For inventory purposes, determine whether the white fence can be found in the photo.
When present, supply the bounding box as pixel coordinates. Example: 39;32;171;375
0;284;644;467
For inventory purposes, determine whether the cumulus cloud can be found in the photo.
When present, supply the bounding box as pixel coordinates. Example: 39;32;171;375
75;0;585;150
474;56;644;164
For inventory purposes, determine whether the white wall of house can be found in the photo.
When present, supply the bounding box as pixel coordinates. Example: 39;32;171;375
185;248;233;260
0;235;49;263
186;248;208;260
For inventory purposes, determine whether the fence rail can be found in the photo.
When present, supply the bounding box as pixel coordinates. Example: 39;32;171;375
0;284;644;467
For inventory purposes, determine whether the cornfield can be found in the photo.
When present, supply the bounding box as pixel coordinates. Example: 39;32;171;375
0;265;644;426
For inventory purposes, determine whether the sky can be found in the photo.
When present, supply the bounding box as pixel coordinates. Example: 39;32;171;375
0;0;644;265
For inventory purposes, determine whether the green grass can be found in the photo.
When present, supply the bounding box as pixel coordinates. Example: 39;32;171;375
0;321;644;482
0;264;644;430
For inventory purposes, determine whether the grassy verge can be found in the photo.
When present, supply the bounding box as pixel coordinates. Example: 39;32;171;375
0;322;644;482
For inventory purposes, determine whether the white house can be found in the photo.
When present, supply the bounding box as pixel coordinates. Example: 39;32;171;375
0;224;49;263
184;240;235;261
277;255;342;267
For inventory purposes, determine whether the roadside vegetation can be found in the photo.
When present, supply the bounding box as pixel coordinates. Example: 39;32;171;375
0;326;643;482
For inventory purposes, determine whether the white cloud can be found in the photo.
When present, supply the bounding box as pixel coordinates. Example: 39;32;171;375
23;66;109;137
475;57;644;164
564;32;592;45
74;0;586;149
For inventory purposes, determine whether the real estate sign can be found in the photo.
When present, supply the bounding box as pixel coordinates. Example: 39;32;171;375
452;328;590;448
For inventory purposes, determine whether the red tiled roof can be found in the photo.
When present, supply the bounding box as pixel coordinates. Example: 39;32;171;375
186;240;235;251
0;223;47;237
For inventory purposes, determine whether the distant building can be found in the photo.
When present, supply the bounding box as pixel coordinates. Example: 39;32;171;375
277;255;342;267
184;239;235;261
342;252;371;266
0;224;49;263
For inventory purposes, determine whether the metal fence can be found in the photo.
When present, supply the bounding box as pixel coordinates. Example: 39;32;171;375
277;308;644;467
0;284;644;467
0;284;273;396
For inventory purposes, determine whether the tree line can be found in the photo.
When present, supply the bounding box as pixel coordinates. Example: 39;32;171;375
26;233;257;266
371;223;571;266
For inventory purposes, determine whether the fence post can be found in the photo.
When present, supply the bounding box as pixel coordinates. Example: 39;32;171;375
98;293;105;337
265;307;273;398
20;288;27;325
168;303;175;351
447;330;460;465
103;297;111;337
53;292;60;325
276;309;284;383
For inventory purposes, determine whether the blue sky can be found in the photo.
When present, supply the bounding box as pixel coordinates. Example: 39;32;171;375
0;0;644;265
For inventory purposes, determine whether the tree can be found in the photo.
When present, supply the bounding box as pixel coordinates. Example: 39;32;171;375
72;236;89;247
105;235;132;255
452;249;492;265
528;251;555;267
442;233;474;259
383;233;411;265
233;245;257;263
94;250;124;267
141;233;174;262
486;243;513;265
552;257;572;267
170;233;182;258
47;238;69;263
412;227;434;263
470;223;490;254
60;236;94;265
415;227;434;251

### THE PROBLEM
Rewrite all of the lines above with "inventory purposes" changed to "record-keeping purposes" wherever it occurs. Leave everything else unchanged.

### RESPONSE
For record-keeping purposes, determine whether the white fence can be found in the photo.
When present, supply the bounding box as pixel coordinates. Example: 39;32;171;375
0;284;644;467
For record-keeping purposes, determine whether the cumulus cloud can be found in the photo.
When present, supply the bounding box as pixel coordinates. Example: 39;32;171;375
75;0;585;150
474;56;644;164
For record-keeping purposes, determine whether the white wall of house can be found in the photo.
When present, supply the bounding box as pixel coordinates. Example: 39;32;171;375
185;248;233;260
0;235;49;263
186;248;208;260
For record-keeping purposes, determine whether the fence rail can be found in the photo.
When present, supply the bounding box as pixel coordinates. Example: 39;32;171;375
0;284;644;467
For record-keeping purposes, determine whether the cornfield can be found in the photo.
When present, supply the bounding box as pixel coordinates. Example: 39;32;171;375
0;265;644;426
For record-keeping purposes, determine whether the sky can be found in the photo.
When present, supply the bounding box as pixel coordinates. Example: 39;32;171;375
0;0;644;265
For record-keeping purposes, determine whether the green grass can be found in the photo.
When present, supply the bounding box as pixel coordinates. Example: 39;32;171;375
0;321;644;482
0;264;644;430
For record-keeping purposes, determine whether the grassy verge can be found in the photo.
When present, supply the bounding box as pixel coordinates. Example: 39;32;171;375
0;322;644;482
For record-keeping purposes, determine whether the white house can be found in the photo.
When present, supply the bounding box as pixel coordinates. Example: 39;32;171;375
0;224;49;263
184;240;235;261
277;255;342;267
For record-keeping purposes, determine whether the roadside vegetation can be found in the photo.
When present, supply the bounding box as pixel coordinates. Example: 39;32;171;375
0;326;643;482
For record-keeping purposes, determine whether the white cloud can be found in the photo.
When present, supply the bounding box as pixel coordinates. Example: 39;32;171;375
23;66;109;137
475;57;644;164
564;32;592;45
74;0;586;149
For record-keeping purposes, determine whether the real estate sign can be found in the photo.
When present, supply the bounding box as pixel coordinates. Example: 39;32;171;375
452;328;590;448
For record-keeping purposes, determine whether the red tiled roof can be found in the photo.
When present, supply the bounding box as pixel coordinates. Example: 39;32;171;375
186;240;235;251
0;223;47;237
For record-keeping purposes, determine whether the distant building can be found in the photo.
When present, supply the bounding box as pixel coordinates. Example: 39;32;171;375
277;255;342;267
184;239;235;261
342;252;371;266
0;224;49;263
For record-keeping purposes, determine whether the metal fence can be found in the photo.
When present, supply the bounding box as pixel coordinates. Example: 39;32;171;375
277;308;644;467
0;284;644;467
0;284;273;396
For record-keeping purposes, determine whether the tree line can be found in the photo.
When present, supply the bounding box as pixel coordinates. Example: 39;32;171;375
26;233;257;266
371;223;571;266
For record-keeping purposes, determine whether the fence post can be found in the photo.
When present, supply the bounding box as pixel coordinates. Example: 39;32;171;375
98;293;105;337
265;307;273;398
20;288;27;325
168;303;175;351
447;330;460;465
103;297;111;337
53;292;60;325
276;309;284;383
For record-keeping purposes, determine whether the blue sky can be found in the photo.
When present, supply the bounding box as pixel coordinates. Example: 39;32;171;375
0;0;644;265
For record-keeping purposes, determine whether the tree can be found in the photo.
When present, supply the bounding box as pixel coordinates. Example: 39;32;171;375
72;236;89;247
105;235;132;255
452;249;492;265
528;251;555;267
442;233;474;259
383;233;411;265
233;245;257;263
94;250;124;267
141;233;174;262
486;243;513;265
552;257;572;267
170;233;182;258
47;238;69;263
412;227;434;263
470;223;490;254
60;236;94;265
415;227;434;251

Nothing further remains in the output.